PAGE EXTRACT –
While the purpose of patchwork is often to align plots by their various parts,
sometimes this doesn't cut it and we want to compose plots without alignment.
The free()
function tells patchwork to treat the content (which can either
be a ggplot or a patchwork) specially and not align it with the remaining
plots in the composition. free()
has various modes to control what type of
"non-alignment" is applied (see Details). Further you can control which side
of the plot the non-alignment is applied to. You can stack free()
calls if
you e.g. want the top part to not align to the panel and the left part to not
align to the labels.
Usage
free(x, type = c("panel", "label", "space"), side = "trbl")
Details
free()
has multiple modes depending on what you are needing:
The default "panel"
will allow the panel area to ignore alginment with the
remaining plots and expand as much as needed to fill any empty space.
The "label"
type will instead free the axis label to keep its proximity to
the axis, even if a longer axis text from another plot would push them apart.
The "space"
type also keeps axis and title together, but will instead not
reserve any space for it. This allows the axis to occupy space in an
otherwise empty area without making additional space available for itself.

DATA TO USE –

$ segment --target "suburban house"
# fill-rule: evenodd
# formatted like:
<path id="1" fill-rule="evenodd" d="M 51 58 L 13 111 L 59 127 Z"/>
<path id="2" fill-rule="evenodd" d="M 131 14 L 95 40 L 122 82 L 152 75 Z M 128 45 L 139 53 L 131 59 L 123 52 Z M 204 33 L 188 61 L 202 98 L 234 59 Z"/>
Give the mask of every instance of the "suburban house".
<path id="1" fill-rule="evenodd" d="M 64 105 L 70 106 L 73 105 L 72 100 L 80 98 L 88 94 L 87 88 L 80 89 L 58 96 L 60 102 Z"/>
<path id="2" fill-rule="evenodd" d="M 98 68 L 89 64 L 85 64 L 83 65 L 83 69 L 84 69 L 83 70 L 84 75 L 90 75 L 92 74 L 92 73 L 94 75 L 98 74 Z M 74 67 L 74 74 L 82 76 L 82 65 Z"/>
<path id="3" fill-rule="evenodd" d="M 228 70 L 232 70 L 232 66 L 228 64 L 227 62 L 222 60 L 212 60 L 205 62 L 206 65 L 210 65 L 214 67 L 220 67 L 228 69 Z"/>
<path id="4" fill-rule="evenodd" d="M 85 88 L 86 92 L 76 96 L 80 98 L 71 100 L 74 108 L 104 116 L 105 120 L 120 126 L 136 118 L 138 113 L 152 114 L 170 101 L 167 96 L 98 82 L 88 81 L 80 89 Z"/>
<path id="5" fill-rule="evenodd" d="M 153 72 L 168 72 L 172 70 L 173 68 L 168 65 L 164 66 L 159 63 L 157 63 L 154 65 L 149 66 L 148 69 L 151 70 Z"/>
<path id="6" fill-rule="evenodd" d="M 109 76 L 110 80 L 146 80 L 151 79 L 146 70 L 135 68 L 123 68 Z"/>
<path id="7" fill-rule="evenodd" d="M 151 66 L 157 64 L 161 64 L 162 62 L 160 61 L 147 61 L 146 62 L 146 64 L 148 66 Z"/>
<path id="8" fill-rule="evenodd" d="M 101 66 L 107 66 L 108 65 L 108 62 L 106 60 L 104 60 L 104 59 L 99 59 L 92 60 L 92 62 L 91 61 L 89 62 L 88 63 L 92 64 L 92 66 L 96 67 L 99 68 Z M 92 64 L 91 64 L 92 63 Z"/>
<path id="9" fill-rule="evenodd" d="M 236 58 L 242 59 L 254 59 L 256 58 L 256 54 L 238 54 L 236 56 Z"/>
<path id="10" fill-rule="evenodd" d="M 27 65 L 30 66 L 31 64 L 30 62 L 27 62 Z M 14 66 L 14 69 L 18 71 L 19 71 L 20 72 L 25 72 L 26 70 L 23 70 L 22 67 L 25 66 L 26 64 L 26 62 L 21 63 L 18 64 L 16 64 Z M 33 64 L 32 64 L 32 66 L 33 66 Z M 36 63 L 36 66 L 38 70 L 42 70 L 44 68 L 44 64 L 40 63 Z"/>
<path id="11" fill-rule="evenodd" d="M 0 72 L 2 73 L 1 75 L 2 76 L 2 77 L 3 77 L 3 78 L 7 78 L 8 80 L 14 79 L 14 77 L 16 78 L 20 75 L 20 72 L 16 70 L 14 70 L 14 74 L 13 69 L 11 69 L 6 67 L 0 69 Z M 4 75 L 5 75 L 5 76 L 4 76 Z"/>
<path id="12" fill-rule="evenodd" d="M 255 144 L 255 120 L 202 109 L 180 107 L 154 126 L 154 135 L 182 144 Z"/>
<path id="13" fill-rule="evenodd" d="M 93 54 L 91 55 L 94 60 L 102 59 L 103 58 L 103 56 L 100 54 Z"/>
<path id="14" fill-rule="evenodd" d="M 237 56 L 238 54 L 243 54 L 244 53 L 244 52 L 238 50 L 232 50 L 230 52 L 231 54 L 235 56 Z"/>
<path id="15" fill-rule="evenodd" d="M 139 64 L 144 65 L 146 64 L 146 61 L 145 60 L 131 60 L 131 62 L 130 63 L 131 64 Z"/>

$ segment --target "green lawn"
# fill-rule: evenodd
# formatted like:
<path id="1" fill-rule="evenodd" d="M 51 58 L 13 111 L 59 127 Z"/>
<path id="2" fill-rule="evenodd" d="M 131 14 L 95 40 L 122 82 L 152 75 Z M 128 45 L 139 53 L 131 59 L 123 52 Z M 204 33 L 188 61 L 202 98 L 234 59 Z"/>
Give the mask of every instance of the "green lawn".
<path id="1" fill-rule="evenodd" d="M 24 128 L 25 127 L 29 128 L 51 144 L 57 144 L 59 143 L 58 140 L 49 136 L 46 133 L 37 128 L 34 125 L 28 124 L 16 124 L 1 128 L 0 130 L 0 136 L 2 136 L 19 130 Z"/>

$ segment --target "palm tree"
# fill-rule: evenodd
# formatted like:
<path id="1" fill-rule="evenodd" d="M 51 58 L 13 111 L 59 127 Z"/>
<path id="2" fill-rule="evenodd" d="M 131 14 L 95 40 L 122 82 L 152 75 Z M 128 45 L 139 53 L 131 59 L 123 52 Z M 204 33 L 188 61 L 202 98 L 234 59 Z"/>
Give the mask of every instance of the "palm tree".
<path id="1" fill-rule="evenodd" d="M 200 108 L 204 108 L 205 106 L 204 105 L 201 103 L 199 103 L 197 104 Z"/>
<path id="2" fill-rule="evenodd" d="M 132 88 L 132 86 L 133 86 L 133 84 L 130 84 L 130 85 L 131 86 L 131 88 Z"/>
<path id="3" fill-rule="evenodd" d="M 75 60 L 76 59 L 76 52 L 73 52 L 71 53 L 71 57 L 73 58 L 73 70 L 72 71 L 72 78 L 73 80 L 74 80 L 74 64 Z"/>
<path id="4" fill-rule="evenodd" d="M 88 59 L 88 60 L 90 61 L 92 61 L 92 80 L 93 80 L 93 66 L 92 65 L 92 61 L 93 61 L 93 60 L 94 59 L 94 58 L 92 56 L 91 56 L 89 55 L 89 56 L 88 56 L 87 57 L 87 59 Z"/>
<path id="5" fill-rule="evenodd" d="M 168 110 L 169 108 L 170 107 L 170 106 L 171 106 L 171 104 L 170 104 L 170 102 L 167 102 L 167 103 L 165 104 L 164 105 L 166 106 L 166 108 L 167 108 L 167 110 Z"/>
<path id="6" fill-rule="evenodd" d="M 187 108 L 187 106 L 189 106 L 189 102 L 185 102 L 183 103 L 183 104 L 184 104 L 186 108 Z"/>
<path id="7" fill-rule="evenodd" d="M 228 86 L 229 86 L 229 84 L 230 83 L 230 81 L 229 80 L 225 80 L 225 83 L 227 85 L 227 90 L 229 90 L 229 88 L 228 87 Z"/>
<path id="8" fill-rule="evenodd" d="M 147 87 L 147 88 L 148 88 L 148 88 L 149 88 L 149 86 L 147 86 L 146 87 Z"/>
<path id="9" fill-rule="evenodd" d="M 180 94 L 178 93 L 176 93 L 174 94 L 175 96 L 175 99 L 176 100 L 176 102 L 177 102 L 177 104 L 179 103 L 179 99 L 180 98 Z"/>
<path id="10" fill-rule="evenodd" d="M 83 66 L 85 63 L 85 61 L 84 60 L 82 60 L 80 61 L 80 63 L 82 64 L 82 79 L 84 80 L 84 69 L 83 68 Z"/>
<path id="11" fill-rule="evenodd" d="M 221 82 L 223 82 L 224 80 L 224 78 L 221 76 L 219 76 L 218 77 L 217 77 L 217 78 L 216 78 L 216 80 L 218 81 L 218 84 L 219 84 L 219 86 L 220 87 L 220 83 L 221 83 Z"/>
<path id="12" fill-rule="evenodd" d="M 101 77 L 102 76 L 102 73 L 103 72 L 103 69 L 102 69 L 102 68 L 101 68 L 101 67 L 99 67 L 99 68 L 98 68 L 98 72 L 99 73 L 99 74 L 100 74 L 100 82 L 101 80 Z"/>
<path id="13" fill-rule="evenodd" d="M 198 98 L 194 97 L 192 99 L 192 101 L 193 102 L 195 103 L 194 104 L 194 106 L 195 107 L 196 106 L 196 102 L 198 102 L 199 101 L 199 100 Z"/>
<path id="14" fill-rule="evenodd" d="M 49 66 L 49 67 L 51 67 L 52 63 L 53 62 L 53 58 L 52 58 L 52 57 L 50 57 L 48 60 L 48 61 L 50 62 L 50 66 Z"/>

---

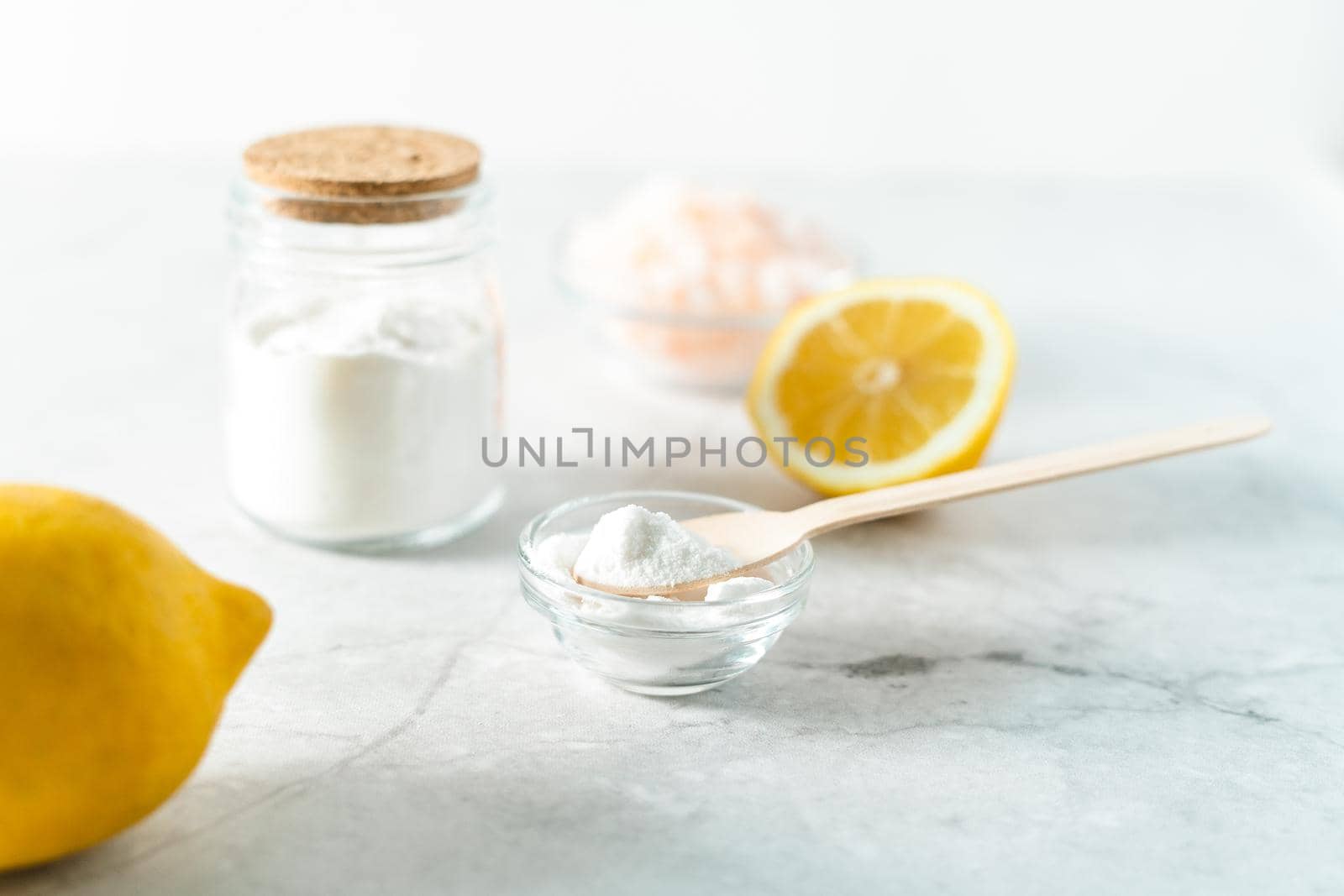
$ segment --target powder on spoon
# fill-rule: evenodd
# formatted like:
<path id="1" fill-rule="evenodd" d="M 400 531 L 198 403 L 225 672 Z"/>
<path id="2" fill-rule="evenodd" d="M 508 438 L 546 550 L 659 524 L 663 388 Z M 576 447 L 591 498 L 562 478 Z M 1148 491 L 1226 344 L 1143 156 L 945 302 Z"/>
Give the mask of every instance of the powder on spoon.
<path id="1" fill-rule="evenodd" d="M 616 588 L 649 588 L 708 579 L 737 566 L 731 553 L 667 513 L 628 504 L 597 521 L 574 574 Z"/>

PARTS OF THE EXERCISE –
1. Count the lines in the records that contain the string "every", matching case exactly, and reply with the number alone.
2. Continue the documentation on the patchwork free() function from its last sentence.
The records have no connection to the text.

THE REPLIES –
1. 4

2.
Examples
# Sometimes you have a plot that defies good composition alginment, e.g. due
# to long axis labels
library(ggplot2)
p1 <- ggplot(mtcars) +
geom_bar(aes(y = factor(gear), fill = factor(gear))) +
scale_y_discrete(
"",
labels = c("3 gears are often enough",
"But, you know, 4 is a nice number",
"I would def go with 5 gears in a modern car")
)
# When combined with other plots it ends up looking bad
p2 <- ggplot(mtcars) + geom_point(aes(mpg, disp))
p1 / p2
# We can fix this be using free (here, with the default "panel" type)
free(p1) / p2
# If we still want the panels to be aligned to the right, we can choose to
# free only the left side
free(p1, side = "l") / p2
# We can still collect guides like before
free(p1) / p2 + plot_layout(guides = "collect")
# We could use "label" to fix the layout in a different way
p1 / free(p2, "label")
# Another issue is that long labels are not using already available free
# space.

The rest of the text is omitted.